Passage shown>
MTV met up with Figueroa at a recent match against the Boston Pride to learn how she preps for the ice, balancing being a professional athlete with work and what it's like to be making history as one of the first paid female pro hockey players in the country.
"I take the subway from Manhattan to my teammate Bray who lives in Brooklyn Heights. Then we drive to the rink together.
“I tape my stick before every practice and game. It’s just a better feel for the puck. It’s personal preference. Other people do different things [to prepare], but this is what I care about.”
"I'm one of the last players to get dressed because I like to get dressed fast. It's my way of getting focused before I go on the ice. When I get dressed, I make sure I tape my socks tight and rub my face mask with baby shampoo to prevent it from fogging."
"Before games I like to talk to my teammates about personal things not relating to hockey and don't really think about the game much. It keeps me from getting nervous and overthinking. Then once I hit the ice, I'm all focused on hockey."
"We have a really great team dynamic. There are no egos on the team. I've known everyone on the team for two months and it's like we've known each other forever."
Like Figueroa, other players have full or part time jobs in addition to the team, including some coaching positions arranged by the league. The NWHL also helped set up some non-local players with housing.
As a New Jersey native with a Manhattan apartment, the transition was logistically easier for Figueroa than for some of her teammates, whose origins include Canada, Austria and Japan. Still, the double life of a professional athlete has its drawbacks; long, bi-weekly practices that end past 11:00 p.m. are felt the next day in the office – “I’m exhausted all the time,” Figueroa said.
But the grueling schedule is worth it for Figueroa, having known life without the sport. “I still love my job and I was able to see what it’s like not having hockey in my life," she said. "So I don’t take it for granted.”

Information shown>
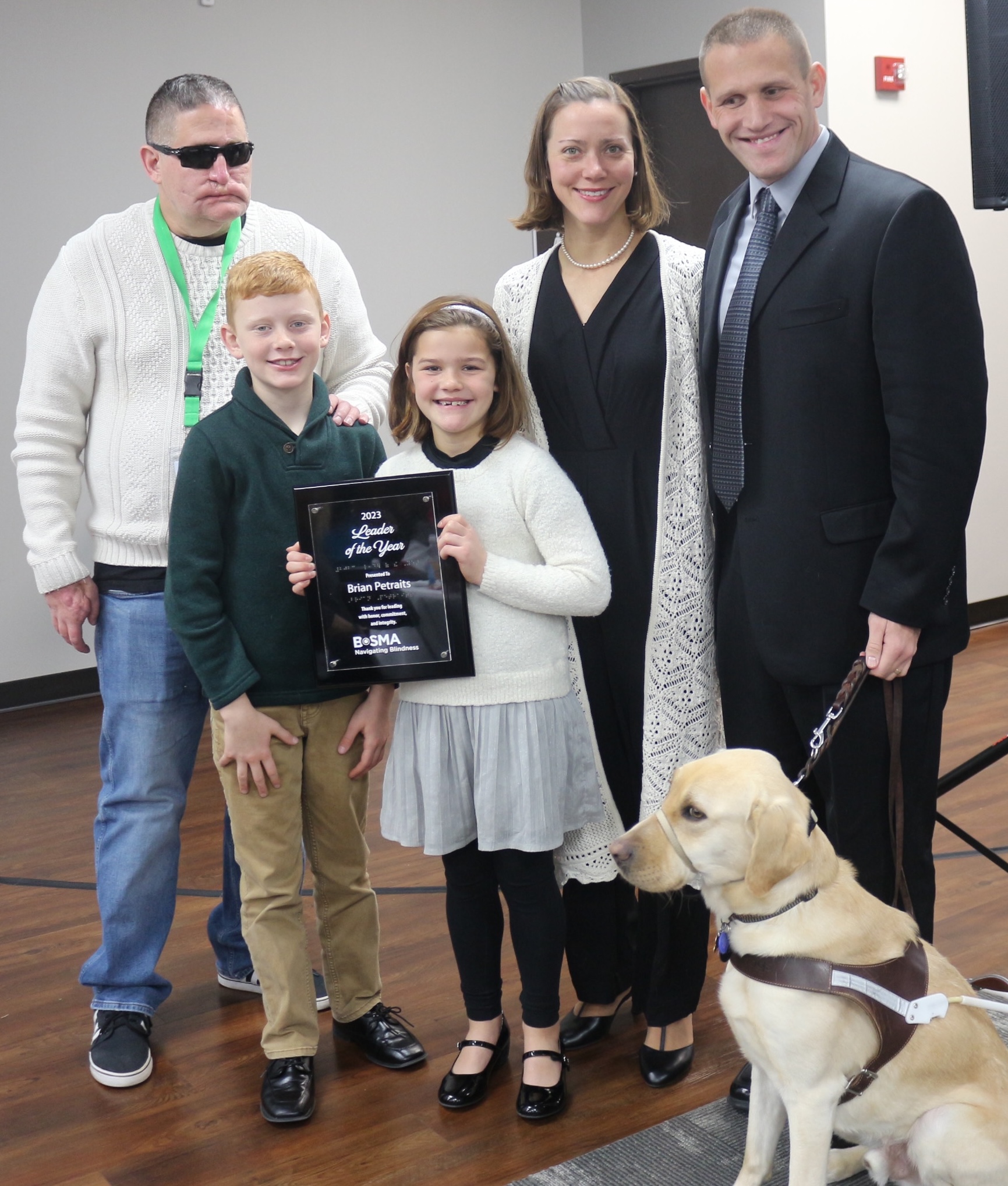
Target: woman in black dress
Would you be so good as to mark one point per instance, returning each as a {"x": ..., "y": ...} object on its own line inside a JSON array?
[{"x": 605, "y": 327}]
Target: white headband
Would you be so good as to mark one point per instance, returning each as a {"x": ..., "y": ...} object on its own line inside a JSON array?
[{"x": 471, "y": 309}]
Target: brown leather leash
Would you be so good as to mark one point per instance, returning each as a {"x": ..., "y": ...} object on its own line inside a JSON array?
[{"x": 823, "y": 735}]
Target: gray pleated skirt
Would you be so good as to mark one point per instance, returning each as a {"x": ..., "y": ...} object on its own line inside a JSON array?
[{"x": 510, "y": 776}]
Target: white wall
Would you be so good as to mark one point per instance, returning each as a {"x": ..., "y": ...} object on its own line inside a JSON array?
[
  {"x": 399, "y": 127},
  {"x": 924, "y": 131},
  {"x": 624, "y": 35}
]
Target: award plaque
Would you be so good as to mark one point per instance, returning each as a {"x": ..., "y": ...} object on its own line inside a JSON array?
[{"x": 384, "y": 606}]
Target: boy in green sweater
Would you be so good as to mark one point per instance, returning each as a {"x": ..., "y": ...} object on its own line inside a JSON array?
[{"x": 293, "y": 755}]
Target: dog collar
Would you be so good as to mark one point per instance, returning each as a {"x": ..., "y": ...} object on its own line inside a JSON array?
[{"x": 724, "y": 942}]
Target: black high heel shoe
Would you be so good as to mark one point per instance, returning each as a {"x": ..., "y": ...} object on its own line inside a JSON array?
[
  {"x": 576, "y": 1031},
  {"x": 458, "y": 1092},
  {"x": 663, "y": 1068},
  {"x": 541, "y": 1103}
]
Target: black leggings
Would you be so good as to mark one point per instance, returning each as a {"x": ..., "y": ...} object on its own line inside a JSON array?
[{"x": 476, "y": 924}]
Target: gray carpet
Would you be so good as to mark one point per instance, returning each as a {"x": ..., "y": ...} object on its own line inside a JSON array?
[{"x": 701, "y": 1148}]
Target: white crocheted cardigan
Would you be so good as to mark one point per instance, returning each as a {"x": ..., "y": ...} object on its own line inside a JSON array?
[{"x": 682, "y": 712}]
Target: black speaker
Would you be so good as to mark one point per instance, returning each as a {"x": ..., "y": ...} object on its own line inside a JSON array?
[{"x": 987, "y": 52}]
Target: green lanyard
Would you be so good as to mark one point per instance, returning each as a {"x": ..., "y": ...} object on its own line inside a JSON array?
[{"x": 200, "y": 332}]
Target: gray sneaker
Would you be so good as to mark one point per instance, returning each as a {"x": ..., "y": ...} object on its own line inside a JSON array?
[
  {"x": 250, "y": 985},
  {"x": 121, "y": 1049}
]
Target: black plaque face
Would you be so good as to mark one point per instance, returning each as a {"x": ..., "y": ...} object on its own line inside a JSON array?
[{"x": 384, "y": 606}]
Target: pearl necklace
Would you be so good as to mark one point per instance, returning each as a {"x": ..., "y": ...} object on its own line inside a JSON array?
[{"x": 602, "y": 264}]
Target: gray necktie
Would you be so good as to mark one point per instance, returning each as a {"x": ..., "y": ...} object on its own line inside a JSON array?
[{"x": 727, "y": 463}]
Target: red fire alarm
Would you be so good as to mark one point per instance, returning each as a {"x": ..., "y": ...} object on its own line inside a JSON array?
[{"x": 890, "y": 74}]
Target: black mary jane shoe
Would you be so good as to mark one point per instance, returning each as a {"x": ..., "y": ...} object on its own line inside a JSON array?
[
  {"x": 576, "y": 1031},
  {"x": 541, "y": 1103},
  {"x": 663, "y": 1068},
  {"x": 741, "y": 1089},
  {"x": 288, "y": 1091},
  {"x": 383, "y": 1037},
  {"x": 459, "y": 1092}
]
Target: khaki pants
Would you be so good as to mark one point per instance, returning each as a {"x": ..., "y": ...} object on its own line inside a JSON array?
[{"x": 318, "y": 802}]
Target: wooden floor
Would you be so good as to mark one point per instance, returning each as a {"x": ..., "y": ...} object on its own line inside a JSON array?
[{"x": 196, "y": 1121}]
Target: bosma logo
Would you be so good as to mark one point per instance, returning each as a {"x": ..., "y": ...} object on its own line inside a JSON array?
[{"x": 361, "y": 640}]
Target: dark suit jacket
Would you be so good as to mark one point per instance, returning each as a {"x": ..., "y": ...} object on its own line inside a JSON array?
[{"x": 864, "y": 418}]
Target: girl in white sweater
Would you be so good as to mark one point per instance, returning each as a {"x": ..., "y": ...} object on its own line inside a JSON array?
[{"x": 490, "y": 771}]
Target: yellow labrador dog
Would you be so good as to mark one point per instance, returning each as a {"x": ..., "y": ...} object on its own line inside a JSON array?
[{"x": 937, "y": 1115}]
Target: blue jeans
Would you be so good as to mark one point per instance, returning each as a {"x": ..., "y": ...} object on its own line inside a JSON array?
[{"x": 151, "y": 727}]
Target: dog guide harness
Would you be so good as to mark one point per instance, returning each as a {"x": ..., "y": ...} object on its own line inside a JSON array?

Activities>
**a)** Reproduce word for word the part of the passage about Figueroa that opens with the words containing "MTV met up with" and closes with "in the country.".
**b)** Write the next part of the passage about Figueroa, picking up after its final sentence.

Expected results>
**a)**
MTV met up with Figueroa at a recent match against the Boston Pride to learn how she preps for the ice, balancing being a professional athlete with work and what it's like to be making history as one of the first paid female pro hockey players in the country.

**b)**
"Boston's really good. I mean, a bunch of their players are Olympians. But the women’s hockey world is really small. I know all these girls."
Though the stands weren't packed during this particular game, plenty of fans -- men, women and kids alike -- could be seen rocking Riveters jerseys. And when the team scored its first goal, the noise was explosive.
One fan, in a #33 jersey for Riveters' goaltender Nana Fujimoto, said that he and his wife, who was dressed in Boston's black and yellow, had attended every home game so far. "The Riveters are my team," he said, then pointed to his wife. "But she's a Pride fan."
"These women are so talented," he added. "They deserve to get paid more for this."
It's true that the salaries of the NWHL pale in comparison to those of the NHL (where payers get an average of $2.4 million in a season). But Rylan hopes the compensation represents a step toward more meaningful investment in and recognition of female athletes.
"It's not just about the money," Rylan wrote in the Tribune. "It's about respect. It's about being treated as a professional. Maybe the most exciting perk for our players, though, is seeing their name on the back of the jersey."
"It's fun playing against people I have known for a long time because I get to stay in touch with lifelong hockey friends before and after games, but during games I don't think about any players as a friend because I can't afford to go easy on anyone."
This game ended with the Riveters beating the Pride 3-2, but as exciting as the win was what happened after the game: A line of fans -- many of whom were young girls -- lined up to get autographs from the players. The moment underscored the fact that the NWHL is making history not just for themselves, but for young female athletes across the country who finally get to see people who look like them playing the sport they love.
"We've been signing autographs after games. The first day we signed autographs for half an hour."